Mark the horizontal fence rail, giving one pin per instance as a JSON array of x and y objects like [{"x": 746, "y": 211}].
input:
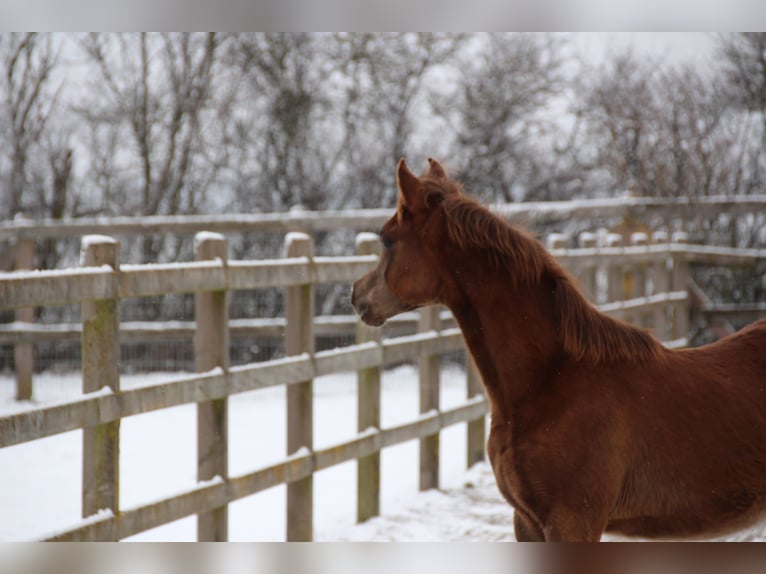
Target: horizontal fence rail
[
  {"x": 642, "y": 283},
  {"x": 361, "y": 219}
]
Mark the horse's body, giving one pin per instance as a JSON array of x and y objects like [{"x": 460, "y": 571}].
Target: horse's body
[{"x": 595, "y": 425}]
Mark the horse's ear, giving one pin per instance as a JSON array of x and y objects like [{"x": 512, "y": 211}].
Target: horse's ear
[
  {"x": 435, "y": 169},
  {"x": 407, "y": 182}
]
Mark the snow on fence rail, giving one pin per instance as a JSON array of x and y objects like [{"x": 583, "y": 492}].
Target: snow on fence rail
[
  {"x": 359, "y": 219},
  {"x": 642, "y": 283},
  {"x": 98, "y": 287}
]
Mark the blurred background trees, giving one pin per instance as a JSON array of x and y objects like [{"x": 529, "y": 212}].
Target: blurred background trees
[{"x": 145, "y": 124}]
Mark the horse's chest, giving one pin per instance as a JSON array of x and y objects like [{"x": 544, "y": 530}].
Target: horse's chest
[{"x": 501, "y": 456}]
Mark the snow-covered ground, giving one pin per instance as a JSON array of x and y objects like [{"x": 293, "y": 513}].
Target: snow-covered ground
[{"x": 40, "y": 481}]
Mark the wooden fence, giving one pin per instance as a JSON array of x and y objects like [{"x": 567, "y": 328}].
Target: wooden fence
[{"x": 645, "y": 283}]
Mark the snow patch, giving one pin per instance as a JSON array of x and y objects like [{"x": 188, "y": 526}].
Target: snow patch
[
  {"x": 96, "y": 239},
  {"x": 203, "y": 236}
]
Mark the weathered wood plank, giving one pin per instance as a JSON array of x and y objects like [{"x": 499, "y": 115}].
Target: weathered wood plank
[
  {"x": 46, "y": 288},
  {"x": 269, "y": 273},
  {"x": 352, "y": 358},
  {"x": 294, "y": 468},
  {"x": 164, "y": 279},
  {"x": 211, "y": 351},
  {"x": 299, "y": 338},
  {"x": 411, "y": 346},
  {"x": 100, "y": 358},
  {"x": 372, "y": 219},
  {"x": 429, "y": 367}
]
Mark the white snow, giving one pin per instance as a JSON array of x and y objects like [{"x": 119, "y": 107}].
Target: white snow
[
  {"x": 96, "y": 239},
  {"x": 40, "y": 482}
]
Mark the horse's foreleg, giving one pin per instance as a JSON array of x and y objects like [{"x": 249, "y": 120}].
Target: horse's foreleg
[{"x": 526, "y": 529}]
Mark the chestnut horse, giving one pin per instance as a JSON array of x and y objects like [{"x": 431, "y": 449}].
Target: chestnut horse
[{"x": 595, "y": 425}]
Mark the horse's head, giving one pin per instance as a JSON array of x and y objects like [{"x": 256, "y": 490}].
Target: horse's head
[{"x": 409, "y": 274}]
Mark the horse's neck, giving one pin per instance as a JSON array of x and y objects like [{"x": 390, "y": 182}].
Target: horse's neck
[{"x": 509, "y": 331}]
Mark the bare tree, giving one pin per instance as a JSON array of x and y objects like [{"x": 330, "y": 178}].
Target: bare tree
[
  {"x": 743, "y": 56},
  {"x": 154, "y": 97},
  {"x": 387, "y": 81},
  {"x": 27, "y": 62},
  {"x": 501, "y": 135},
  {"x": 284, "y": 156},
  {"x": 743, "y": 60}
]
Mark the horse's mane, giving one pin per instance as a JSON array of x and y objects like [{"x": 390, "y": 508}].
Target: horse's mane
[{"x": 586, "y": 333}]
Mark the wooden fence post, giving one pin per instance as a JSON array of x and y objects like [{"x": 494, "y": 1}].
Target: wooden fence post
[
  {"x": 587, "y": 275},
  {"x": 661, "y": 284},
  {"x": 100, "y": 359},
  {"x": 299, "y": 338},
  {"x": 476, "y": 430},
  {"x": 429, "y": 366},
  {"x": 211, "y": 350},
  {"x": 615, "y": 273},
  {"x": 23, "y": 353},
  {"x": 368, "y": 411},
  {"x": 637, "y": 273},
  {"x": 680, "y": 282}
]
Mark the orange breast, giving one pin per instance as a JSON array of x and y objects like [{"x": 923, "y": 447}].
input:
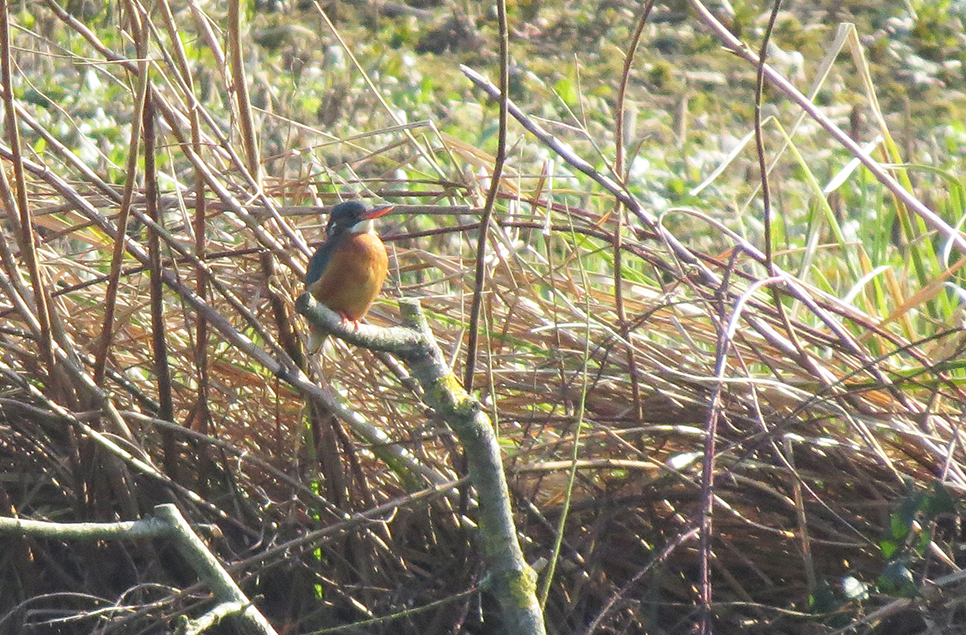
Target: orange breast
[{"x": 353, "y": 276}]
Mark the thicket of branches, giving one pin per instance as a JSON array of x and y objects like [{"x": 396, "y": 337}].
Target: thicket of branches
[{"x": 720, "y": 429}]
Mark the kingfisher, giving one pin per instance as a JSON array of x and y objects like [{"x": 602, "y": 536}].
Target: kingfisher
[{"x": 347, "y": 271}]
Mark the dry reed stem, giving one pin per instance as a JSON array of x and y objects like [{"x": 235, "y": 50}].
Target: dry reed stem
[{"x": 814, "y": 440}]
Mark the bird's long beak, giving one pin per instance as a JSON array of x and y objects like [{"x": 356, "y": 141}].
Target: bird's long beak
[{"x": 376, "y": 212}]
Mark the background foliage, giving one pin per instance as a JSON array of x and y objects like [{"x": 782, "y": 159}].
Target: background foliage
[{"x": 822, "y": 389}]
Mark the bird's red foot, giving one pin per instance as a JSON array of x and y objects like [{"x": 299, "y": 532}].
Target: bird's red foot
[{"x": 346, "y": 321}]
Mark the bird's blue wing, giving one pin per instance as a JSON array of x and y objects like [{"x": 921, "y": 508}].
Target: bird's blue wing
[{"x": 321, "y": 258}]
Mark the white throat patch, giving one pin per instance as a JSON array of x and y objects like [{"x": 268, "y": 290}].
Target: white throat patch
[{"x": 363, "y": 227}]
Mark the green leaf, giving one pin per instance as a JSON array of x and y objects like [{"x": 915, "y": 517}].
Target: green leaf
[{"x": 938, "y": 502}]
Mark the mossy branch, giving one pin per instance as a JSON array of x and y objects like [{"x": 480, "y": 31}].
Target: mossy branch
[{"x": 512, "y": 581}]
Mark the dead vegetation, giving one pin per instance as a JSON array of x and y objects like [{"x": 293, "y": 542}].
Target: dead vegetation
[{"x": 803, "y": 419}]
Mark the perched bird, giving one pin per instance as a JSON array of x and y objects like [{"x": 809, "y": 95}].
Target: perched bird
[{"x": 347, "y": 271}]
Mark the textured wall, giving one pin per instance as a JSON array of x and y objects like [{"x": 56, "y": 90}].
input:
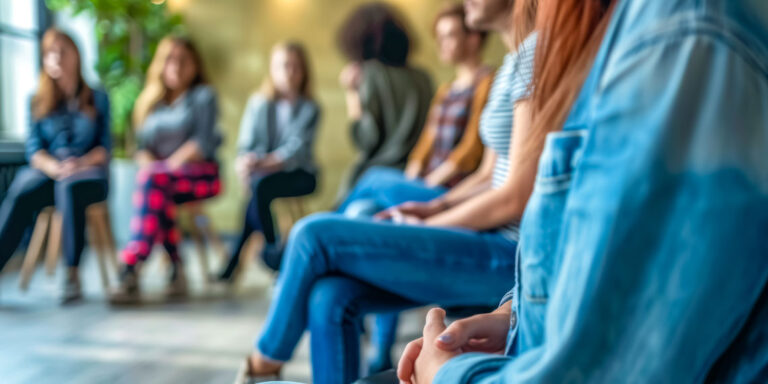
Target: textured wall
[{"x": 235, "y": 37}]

_ _ _ _ _

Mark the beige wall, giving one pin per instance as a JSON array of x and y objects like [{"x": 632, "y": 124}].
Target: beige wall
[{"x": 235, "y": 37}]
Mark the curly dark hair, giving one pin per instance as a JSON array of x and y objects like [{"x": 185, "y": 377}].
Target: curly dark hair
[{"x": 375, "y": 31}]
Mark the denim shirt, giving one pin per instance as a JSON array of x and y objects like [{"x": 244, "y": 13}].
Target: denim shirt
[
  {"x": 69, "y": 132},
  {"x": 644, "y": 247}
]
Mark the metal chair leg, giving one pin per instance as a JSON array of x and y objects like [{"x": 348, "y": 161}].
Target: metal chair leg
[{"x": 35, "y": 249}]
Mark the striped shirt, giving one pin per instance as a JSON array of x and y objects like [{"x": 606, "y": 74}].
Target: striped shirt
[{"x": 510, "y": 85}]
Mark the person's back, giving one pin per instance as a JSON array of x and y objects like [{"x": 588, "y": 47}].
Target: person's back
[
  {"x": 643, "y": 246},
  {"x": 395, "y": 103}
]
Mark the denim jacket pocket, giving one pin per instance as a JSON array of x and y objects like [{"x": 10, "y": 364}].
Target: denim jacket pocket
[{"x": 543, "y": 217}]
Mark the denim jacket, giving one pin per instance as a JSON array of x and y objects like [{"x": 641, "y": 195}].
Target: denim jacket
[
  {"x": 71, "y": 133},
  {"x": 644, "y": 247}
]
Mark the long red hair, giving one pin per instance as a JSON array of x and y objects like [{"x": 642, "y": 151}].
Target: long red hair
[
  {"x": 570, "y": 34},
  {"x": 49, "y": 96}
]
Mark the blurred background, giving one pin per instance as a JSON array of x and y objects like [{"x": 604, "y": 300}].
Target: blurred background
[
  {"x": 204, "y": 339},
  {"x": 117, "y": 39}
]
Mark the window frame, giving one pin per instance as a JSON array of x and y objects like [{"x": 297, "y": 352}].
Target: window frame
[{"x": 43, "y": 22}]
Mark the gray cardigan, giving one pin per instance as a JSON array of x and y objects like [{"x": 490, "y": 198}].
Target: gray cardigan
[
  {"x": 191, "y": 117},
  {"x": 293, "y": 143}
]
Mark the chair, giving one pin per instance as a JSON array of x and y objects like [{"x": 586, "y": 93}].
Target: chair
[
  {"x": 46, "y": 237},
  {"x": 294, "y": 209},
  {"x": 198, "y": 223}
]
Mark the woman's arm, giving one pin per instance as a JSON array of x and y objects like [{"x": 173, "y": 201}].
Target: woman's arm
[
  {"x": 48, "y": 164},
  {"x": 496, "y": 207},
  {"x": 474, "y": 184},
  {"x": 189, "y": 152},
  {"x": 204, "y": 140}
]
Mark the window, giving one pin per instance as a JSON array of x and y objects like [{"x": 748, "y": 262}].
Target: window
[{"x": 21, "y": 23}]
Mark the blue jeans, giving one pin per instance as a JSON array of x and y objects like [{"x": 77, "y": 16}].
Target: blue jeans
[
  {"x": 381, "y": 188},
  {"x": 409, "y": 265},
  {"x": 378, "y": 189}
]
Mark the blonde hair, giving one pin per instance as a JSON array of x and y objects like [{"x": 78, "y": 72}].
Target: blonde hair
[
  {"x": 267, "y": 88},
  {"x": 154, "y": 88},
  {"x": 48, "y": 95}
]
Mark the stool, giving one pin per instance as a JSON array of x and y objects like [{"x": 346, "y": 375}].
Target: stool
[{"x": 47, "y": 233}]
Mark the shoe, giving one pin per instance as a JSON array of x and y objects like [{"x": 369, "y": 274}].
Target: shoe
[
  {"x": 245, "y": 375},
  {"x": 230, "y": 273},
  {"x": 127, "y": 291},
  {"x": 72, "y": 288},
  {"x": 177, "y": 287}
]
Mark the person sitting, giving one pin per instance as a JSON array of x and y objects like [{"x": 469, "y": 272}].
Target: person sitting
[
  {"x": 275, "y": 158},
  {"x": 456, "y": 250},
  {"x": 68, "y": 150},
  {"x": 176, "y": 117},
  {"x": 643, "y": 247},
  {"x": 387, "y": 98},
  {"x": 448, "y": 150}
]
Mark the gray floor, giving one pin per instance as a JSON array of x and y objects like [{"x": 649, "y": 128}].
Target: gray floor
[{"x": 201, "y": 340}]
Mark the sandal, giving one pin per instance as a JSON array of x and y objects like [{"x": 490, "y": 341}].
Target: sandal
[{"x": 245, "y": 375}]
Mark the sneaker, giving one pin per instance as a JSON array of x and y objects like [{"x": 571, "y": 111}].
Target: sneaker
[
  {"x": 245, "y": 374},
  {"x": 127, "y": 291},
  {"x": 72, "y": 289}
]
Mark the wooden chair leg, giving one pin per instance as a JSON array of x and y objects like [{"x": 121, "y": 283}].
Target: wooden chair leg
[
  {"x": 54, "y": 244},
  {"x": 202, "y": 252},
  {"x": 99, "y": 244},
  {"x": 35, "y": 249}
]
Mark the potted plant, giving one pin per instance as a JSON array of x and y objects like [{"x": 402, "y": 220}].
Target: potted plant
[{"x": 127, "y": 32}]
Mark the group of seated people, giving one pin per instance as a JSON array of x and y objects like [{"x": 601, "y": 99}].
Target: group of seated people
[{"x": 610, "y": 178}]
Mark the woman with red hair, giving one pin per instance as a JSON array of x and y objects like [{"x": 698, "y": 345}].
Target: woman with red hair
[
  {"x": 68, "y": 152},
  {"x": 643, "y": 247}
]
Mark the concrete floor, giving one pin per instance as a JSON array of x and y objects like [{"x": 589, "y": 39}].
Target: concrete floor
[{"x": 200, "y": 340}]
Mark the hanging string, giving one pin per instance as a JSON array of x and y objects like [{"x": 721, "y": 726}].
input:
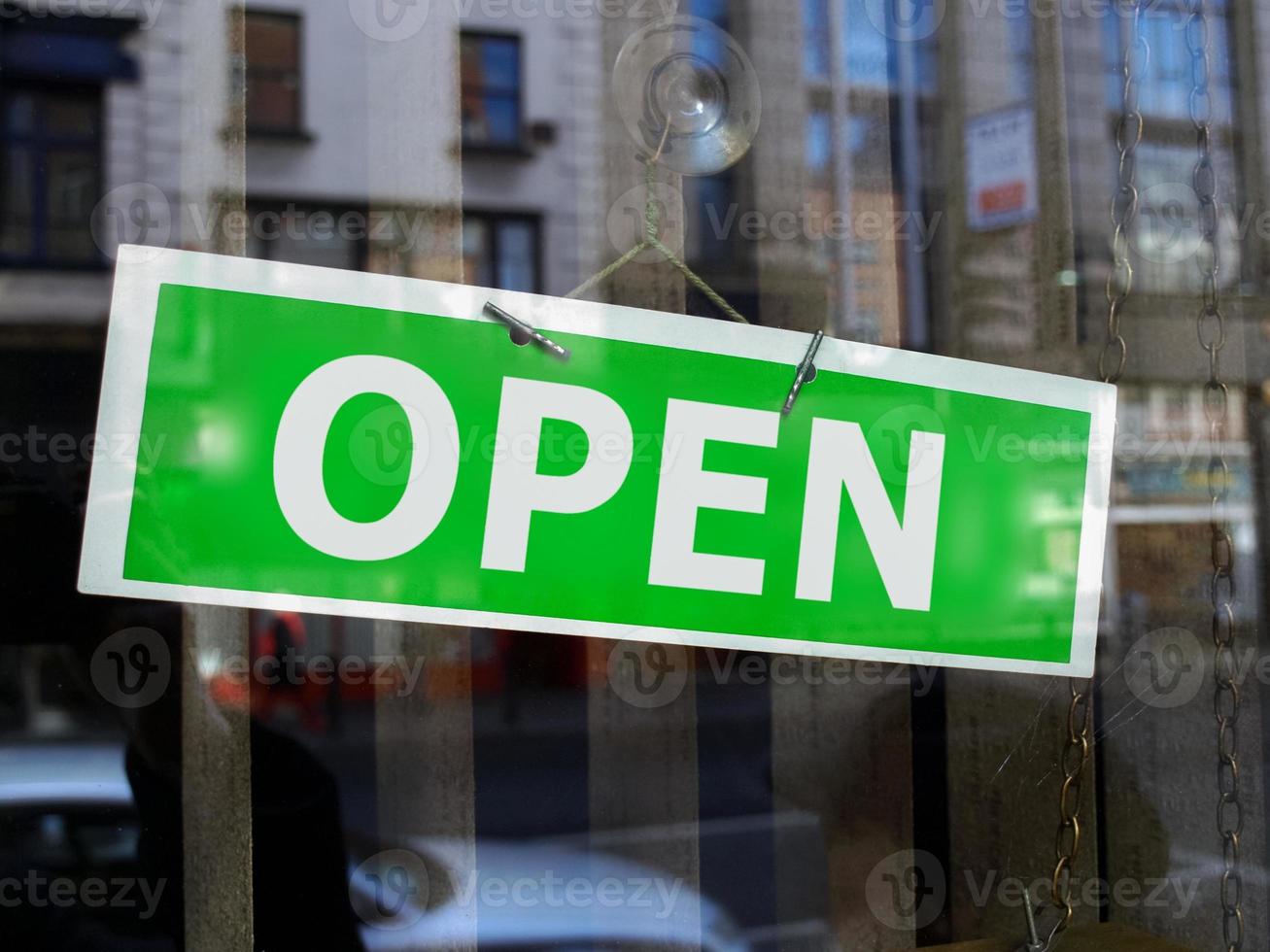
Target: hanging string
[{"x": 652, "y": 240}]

_ _ _ _ _

* Problem statement
Which lines in the listing above contain the word "floor"? Pull out each one and copy it in full.

* Response to the task
Mark the gray floor, giving one pin per instance as a JSON array of x and y objects like [{"x": 649, "y": 128}].
Target: gray floor
Mark the concrete floor, giving one pin per instance as a JSON array of x and y objects like [{"x": 589, "y": 39}].
Target: concrete floor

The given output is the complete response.